§ GIVEN TASK
Write out all of the data without omission, exactly as shown.

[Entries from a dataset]
====================
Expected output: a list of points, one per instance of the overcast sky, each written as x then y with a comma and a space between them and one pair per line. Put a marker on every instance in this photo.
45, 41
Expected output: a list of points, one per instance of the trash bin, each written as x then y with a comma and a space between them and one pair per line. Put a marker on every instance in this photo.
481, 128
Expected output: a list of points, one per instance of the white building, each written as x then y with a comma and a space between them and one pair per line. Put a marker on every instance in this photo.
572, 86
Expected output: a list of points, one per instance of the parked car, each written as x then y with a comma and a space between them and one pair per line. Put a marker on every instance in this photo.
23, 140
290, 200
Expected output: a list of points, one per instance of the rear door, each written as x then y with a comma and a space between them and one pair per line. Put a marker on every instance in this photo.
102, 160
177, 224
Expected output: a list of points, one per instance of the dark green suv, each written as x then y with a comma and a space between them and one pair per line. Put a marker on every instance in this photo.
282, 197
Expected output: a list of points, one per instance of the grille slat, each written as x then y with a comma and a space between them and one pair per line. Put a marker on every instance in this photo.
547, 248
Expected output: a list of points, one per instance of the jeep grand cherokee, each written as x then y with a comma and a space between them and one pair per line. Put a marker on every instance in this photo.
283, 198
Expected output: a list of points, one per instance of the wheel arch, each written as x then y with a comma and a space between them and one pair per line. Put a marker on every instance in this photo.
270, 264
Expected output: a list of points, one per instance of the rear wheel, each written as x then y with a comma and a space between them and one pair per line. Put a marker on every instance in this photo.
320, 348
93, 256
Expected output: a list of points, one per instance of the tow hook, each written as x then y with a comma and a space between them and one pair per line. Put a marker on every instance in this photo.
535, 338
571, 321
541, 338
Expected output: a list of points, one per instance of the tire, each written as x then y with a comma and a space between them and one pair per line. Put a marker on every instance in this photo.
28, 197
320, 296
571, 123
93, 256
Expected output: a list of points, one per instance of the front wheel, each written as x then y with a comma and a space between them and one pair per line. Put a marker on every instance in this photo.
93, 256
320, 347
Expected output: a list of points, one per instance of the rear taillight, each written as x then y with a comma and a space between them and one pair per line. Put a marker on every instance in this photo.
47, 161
====================
§ EXERCISE RESPONSE
Expected output: a list of points, one per instance of the overcast sky, each written as x then y with a comma and a space between them and one pair per line. Put a marker on every instance in this photo.
45, 41
Expected output: a list of points, one per instance of the trash bin, each written as x then y with a comma and a space between them and one pair per line. Put a marker on every instance in this photo.
481, 128
Expected output: a list of points, one per instance of the white building, each written as x then y with a comma and a space between them and one pair per line. Put a marker on every instance in this photo.
572, 86
Expected output: a list of points, one per instance of the parked car, each written as x then y with a comma and a space between them and one pair per line. Put a marker on every instance in this photo.
23, 140
290, 200
Expected output: a list of points, one per instance of the rear door, each written as x then y with a comma and a space between them and one pair per line. Put a marker on every instance in this photo.
102, 160
177, 224
Expected output: a list of points, one per instance of the dark green suv, each written as x then y with a comma and a space between them and one pair per line. Put a marker on every instance in this photo.
282, 197
Expected output: a list of points, one per instance of the grille slat, each written as x then y with a comma and a space between them and one pair per line. Put a marker on every instance in this photo.
547, 248
Expected output: a list of points, one per instance of the jeep grand cherokee, each written as x then y with a comma and a space between them and one pair per line. Put a marker on every instance in this photo.
283, 198
Expected output: a list of points, one per instance of the wheel arch, each written as x then y with a comma and a space between them and one pair per line. Put a marker on every instance in this photo.
270, 264
Expected output: a list of points, one per instance of the rear wheel, each written as x then y with a comma and a space between them and one pair per line. Put a marker on every instance in this photo.
320, 348
93, 256
Expected output: a list of points, one per instance of the tow hook, each written as x then y with a comma and a space between them and one pair per line. Put a marker on every instance in this photo.
535, 338
571, 321
541, 338
Expected output: a list of points, one per instance of the tire, each written as x then y with a comma and a space between them and one pair per line. Put a marker on every instance in this photo.
28, 197
320, 296
571, 123
93, 256
Expected output: a list of points, one per instance of the front wheel, each written as x then y with a comma and a space between them and one pair per line. Put a marker on every instance in this photo.
93, 256
320, 347
Expected output: a list of points, one per instance of the rear taillight, each written as x then y with a comma and a space between them and one pair per line. Put a marker on every instance in this photo.
47, 161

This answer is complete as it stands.